[Information provided]:
====
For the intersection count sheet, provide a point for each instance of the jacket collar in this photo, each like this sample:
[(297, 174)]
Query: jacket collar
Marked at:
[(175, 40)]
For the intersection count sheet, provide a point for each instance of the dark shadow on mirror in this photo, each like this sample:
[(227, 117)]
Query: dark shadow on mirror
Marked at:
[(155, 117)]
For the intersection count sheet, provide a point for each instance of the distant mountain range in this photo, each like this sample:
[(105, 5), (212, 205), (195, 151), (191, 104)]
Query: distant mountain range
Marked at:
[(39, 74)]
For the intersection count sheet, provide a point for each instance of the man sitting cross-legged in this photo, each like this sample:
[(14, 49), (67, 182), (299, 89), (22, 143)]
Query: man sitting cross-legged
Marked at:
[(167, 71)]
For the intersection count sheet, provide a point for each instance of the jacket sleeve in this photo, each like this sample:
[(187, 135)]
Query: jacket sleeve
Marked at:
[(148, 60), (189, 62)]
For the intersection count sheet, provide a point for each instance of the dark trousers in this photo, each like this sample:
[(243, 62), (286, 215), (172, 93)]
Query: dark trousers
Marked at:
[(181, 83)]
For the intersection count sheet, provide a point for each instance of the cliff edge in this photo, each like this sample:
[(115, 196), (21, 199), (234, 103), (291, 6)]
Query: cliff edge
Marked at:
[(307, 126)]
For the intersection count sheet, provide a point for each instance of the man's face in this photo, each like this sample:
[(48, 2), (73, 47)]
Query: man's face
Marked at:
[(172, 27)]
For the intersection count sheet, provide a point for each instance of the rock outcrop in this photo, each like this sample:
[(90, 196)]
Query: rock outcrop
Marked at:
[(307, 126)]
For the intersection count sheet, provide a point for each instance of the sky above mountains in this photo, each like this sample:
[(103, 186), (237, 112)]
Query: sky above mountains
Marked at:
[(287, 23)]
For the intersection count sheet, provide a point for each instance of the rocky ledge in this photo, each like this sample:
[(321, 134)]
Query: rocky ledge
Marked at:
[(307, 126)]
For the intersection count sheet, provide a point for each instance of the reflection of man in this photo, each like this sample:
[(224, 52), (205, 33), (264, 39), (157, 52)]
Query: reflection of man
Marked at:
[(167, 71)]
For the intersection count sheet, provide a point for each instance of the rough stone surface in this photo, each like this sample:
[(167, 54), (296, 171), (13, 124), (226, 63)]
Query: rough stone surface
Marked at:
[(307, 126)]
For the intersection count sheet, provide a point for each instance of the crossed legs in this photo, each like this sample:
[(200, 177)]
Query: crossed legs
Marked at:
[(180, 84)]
====
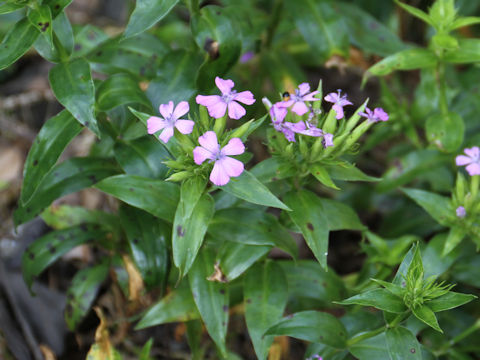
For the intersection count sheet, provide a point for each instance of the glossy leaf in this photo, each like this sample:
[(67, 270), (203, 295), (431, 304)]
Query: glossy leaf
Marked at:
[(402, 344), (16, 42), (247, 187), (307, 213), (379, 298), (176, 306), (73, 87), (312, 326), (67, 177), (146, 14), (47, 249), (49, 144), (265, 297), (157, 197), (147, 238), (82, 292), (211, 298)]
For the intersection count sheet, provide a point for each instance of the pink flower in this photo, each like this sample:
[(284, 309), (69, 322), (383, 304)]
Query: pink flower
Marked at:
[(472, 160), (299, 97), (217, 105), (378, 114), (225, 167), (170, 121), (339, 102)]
====
[About this exercise]:
The lines above that hold the string "reflection" are to be located and copied.

[Answer to this task]:
For the intersection count sheet, provide a point for each instance of the reflection of man in this photo, each like this sample:
Query: reflection of man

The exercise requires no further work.